Stated exercise - Render every line of the listing below as a JSON array of strings, with one string per line and any blank lines omitted.

Provided information -
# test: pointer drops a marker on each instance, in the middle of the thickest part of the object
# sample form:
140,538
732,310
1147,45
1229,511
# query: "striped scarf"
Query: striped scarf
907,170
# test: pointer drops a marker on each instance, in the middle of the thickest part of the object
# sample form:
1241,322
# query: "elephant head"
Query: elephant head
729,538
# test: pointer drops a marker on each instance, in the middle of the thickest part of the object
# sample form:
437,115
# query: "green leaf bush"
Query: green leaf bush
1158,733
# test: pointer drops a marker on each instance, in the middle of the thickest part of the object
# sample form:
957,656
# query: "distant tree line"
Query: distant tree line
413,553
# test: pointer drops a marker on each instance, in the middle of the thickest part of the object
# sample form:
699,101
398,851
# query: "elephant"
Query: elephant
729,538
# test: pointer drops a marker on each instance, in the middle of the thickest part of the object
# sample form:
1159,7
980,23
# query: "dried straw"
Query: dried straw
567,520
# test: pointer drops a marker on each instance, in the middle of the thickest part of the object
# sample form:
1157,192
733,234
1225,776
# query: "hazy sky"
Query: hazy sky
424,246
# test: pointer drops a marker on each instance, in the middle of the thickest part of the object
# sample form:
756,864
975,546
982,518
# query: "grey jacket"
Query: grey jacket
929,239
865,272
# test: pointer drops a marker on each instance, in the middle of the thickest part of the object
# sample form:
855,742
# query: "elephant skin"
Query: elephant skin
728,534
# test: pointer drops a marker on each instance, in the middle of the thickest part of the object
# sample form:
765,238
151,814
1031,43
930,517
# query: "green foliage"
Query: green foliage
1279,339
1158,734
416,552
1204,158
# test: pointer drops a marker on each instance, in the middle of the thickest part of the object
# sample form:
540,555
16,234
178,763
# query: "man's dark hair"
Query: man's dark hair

Solution -
[
  "# test: pointer drops a marker on each instance, in the middle of the thickest part of the object",
  "# sample form:",
  "140,538",
  "732,310",
  "1147,45",
  "1229,511",
  "# query: \"striped scarf\"",
  "Query: striped scarf",
  "907,170",
  "# test: pointer drops a marker on each instance, in the middle of the thickest part of the object",
  "# sample form:",
  "1241,322",
  "# query: \"elephant head\"",
  "Query: elephant head",
  "729,538",
  "# test: pointer drops a marker on each instance, in the middle of the thickest part of the object",
  "# sample form:",
  "437,115",
  "# query: \"green leaf bush\"",
  "Query: green leaf bush",
  "1158,733",
  "# test: pointer drops a marker on each instance, in the middle of the thickest part of the object",
  "# sample form:",
  "957,656",
  "# query: \"distant tree line\"",
  "Query: distant tree line",
  "413,553",
  "# test: pointer drops a marker on each instance, in the middle of the thickest part of the object",
  "# sample form:",
  "699,101",
  "398,851",
  "# query: \"elephant\"",
  "Query: elephant",
  "729,538",
  "# test: pointer drops a marker on each instance, in the middle of the thickest part of the object",
  "# sample form:",
  "1159,7",
  "980,23",
  "# query: \"dried straw\"",
  "Query: dried straw",
  "567,520",
  "# test: pointer drops a marker on each instance, in the middle of the thickest part of the object",
  "# sample form:",
  "1157,192",
  "733,234",
  "1225,776",
  "# query: \"hazy sky\"",
  "Query: hazy sky",
  "424,246",
  "# test: pointer drops a marker on each instance, in the middle of the thickest part of the object",
  "# sample form:",
  "756,864",
  "975,546",
  "982,518",
  "# query: \"grey jacket\"",
  "Query: grey jacket",
  "929,239",
  "865,272",
  "# test: pointer drops a marker on each instance, in the middle of the thickest part of the object",
  "# sample form:",
  "855,742",
  "# query: \"elephant skin\"",
  "Query: elephant skin",
  "728,534",
  "# test: pointer drops a marker on each instance, in the middle of the thickest part of the object",
  "# sample form:",
  "765,238",
  "151,814",
  "1031,43",
  "930,517",
  "# query: \"green foliage\"",
  "Query: green foliage",
  "1279,339",
  "1158,734",
  "416,552",
  "1204,158",
  "# test: pointer drops a marker on each instance, in the middle of the thickest part of the object",
  "# sample form:",
  "540,555",
  "16,234",
  "178,763",
  "# query: \"man's dark hair\"",
  "Query: man's dark hair"
]